-------- Data in this exercise --------

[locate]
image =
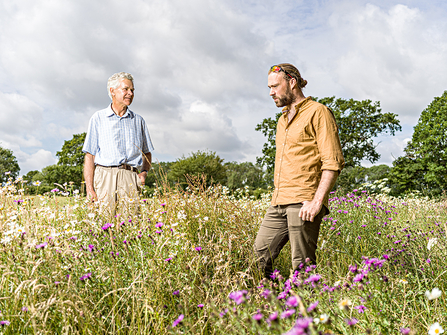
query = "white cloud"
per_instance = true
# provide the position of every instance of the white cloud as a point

--------

Task instructions —
Rewrite the lines of the data above as a numbered list, skipping any blank lines, and omit the pictures from your answer.

Task response —
1. [locate]
2. image =
3. query = "white cloud"
4. per_instance = true
5. # provide the position of every instance of the white cloud as a point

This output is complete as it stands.